• [Work required]:
Lines holding the string "trunk" in the listing below are to be copied.

• [Data for review]:
· · · · ·

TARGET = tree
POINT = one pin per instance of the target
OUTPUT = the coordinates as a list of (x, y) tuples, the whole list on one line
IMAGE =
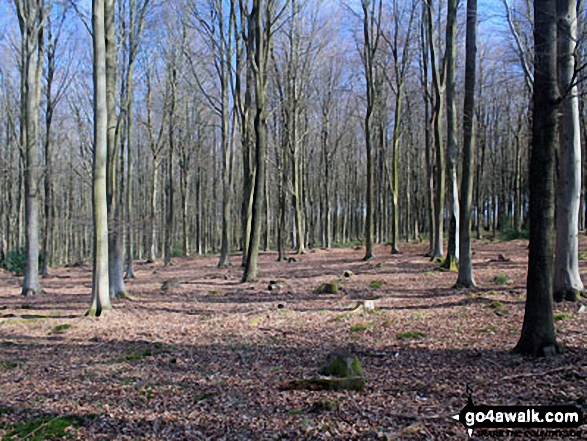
[(371, 34), (401, 62), (261, 30), (538, 336), (31, 21), (136, 20), (117, 287), (465, 278), (438, 82), (100, 285), (452, 254), (53, 97), (567, 281)]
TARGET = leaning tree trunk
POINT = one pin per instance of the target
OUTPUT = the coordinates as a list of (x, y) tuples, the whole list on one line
[(465, 278), (100, 286), (260, 124), (538, 337), (567, 281), (116, 280), (129, 272), (438, 85), (452, 254), (30, 16)]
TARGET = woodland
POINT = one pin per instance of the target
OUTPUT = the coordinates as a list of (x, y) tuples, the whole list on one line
[(289, 219)]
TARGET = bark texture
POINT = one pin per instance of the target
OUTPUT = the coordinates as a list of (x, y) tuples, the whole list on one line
[(538, 337)]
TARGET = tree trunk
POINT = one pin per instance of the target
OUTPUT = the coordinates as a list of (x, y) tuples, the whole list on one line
[(261, 35), (465, 278), (30, 17), (100, 287), (167, 248), (452, 255), (567, 281), (438, 86), (538, 337), (129, 177), (115, 264)]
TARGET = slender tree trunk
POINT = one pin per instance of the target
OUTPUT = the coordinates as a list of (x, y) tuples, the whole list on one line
[(129, 178), (438, 86), (538, 336), (465, 277), (167, 249), (154, 208), (117, 287), (261, 35), (371, 32), (31, 21), (452, 255), (100, 287), (567, 281)]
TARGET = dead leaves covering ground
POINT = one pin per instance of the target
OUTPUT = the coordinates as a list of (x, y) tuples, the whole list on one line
[(207, 360)]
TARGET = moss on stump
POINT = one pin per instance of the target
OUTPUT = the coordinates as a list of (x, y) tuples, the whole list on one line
[(328, 288), (331, 383), (342, 366)]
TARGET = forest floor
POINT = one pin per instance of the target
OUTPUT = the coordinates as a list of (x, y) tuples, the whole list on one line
[(208, 360)]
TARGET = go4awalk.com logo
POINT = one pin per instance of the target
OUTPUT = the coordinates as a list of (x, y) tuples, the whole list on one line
[(519, 417)]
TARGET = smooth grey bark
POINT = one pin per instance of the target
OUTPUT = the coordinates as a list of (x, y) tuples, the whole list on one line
[(465, 278), (100, 286), (538, 337), (169, 189), (31, 22), (225, 55), (156, 145), (371, 35), (51, 102), (567, 280), (438, 83), (261, 32), (452, 254), (115, 263)]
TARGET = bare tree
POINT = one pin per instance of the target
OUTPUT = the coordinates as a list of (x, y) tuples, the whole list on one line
[(100, 285), (261, 23), (465, 278), (452, 254), (31, 21), (538, 336), (567, 280), (371, 35)]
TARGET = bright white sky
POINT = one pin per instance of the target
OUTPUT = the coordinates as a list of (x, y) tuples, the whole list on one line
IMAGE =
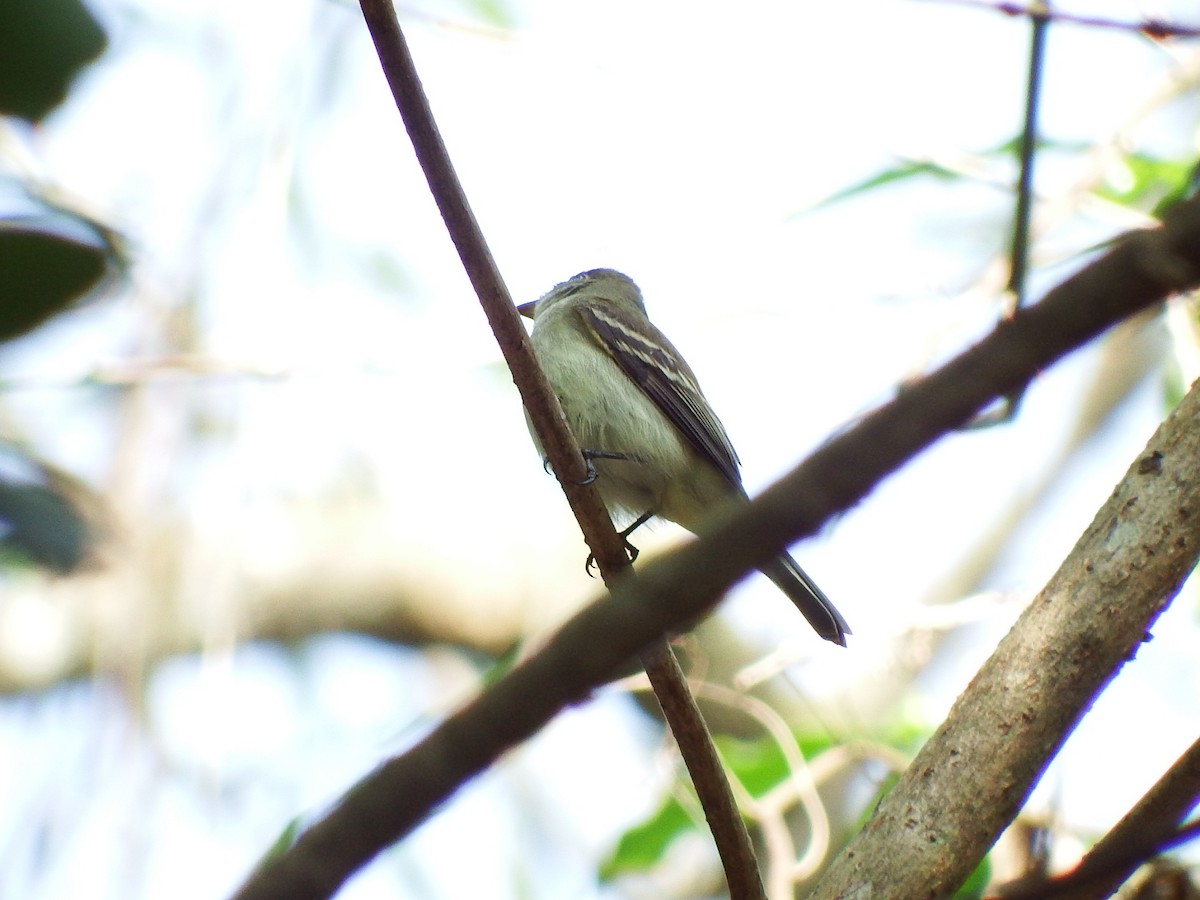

· · · · ·

• [Response to the exercise]:
TARGET = leaning tree trunk
TARGET = tree trunk
TARGET = slender tree trunk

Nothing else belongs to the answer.